## [Work to complete]
Reproduce the records below, renaming "Sample" to "Reference" wherever it occurs and leaving everything else unchanged.

— START Task material —

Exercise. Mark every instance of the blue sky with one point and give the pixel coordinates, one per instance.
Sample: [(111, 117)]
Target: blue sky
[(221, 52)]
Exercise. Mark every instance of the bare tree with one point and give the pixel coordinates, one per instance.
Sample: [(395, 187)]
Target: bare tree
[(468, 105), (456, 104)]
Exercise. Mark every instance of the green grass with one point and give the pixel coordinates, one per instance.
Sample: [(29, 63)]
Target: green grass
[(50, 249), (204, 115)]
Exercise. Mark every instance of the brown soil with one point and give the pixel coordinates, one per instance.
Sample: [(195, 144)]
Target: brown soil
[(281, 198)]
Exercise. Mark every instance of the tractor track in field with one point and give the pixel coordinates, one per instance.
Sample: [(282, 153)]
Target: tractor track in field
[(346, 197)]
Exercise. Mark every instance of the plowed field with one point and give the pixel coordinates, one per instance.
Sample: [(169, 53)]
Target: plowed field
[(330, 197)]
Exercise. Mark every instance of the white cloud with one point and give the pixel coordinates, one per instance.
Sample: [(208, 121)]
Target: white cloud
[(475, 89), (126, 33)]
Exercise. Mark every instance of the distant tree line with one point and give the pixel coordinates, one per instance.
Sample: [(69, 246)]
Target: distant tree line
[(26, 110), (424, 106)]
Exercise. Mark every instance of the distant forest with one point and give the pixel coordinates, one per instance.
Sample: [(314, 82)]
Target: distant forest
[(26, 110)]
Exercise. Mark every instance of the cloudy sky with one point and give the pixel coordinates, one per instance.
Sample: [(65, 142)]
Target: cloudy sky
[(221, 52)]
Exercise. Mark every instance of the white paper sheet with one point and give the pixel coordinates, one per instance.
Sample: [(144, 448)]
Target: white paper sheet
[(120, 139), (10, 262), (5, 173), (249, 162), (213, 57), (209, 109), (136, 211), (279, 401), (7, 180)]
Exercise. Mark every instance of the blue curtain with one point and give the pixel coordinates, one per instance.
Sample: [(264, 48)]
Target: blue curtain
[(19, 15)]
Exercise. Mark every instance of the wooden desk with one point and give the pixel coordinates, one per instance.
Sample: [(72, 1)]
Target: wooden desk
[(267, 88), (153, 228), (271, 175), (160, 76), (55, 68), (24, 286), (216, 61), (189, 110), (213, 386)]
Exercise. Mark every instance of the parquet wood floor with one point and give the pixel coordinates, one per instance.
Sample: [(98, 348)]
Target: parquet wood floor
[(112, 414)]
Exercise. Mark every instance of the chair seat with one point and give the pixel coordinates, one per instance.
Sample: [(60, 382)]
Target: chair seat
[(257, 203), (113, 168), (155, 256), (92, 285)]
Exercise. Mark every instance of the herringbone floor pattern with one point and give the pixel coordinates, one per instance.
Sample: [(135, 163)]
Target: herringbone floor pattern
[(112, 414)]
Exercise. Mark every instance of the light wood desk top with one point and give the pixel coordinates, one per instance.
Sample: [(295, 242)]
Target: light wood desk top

— END Task material —

## [The reply]
Exercise. Mark every instance of the blue sky with one point and give the pixel coordinates, one per instance.
Reference: [(111, 117)]
Target: blue sky
[(221, 52)]
Exercise. Mark every instance of the bare tree with one point and give the pixel coordinates, one per instance.
Reference: [(395, 187)]
Target: bare tree
[(468, 105), (456, 104)]
Exercise. Mark every instance of the green grass with one point and give the pixel coordinates, one per instance.
Reference: [(29, 63)]
Target: green grass
[(50, 249), (204, 115)]
Exercise. Mark every instance of the brown soil with one point and give the pixel coordinates, one per instance.
Reference: [(195, 144)]
Target: brown soil
[(281, 198)]
Exercise. Mark every instance of the tractor track in field with one point and give the pixel coordinates, one per instance.
Reference: [(282, 153)]
Target: tractor track in field
[(346, 197)]
Exercise. Mark every instance of the plowed field with one point and give the pixel coordinates, one per instance.
Reference: [(169, 53)]
Target: plowed field
[(330, 197)]
Exercise. Mark every instance of the white cloud with one point and give the pixel coordinates, one per instance.
Reference: [(208, 121)]
Target: white cloud
[(475, 89), (126, 33)]
Exercise. Mark every instance of the distant tree line with one point and give the pixel coordinates, one per instance.
Reference: [(69, 246)]
Target: distant tree line
[(26, 110), (424, 106)]
Exercise. Mark every instance of the distant forest with one point and give the pixel coordinates, one per instance.
Reference: [(314, 82)]
Target: distant forest
[(26, 110)]
Exercise. Mark every instance of the cloudy sky with one point and give the pixel coordinates, one per instance.
Reference: [(65, 142)]
Target: cloudy sky
[(221, 52)]
Exercise. Mark every instance of the white paper sheet with one point and give the pixel coordinates, one per instance.
Reference: [(144, 448)]
Target: white paper sheet
[(120, 139), (10, 262), (5, 173), (249, 162), (213, 57), (209, 109), (136, 211), (279, 401), (7, 180)]
Exercise. Mark every instance of the blue curtain with one point and give the pixel coordinates, one per instance.
Reference: [(264, 48)]
Target: blue curtain
[(19, 15)]
Exercise. Mark every instance of the wooden desk with one point and give the pixel coordinates, one per instance.
Reference: [(72, 1)]
Target: wooden desk
[(267, 88), (153, 228), (271, 175), (160, 76), (55, 68), (24, 286), (216, 61), (189, 110), (213, 386)]
Exercise. Mark every instance of the parquet wood floor with one point and give the pixel coordinates, one per instance.
Reference: [(98, 348)]
Target: parquet wood floor
[(112, 414)]
Exercise. Mark every instance of the chair seat with one point and give the pixel coordinates, one per instance.
Reference: [(60, 382)]
Target: chair seat
[(257, 203), (113, 168), (155, 256), (92, 285)]
Exercise. Mark every instance of the herringbone floor pattern with one point and give the pixel coordinates, one per instance.
Reference: [(135, 163)]
Target: herringbone floor pattern
[(112, 414)]
Exercise. Mark every instance of the light wood desk top with one point and give the pixel coordinates, one per instance.
Reference: [(295, 242)]
Target: light wood desk top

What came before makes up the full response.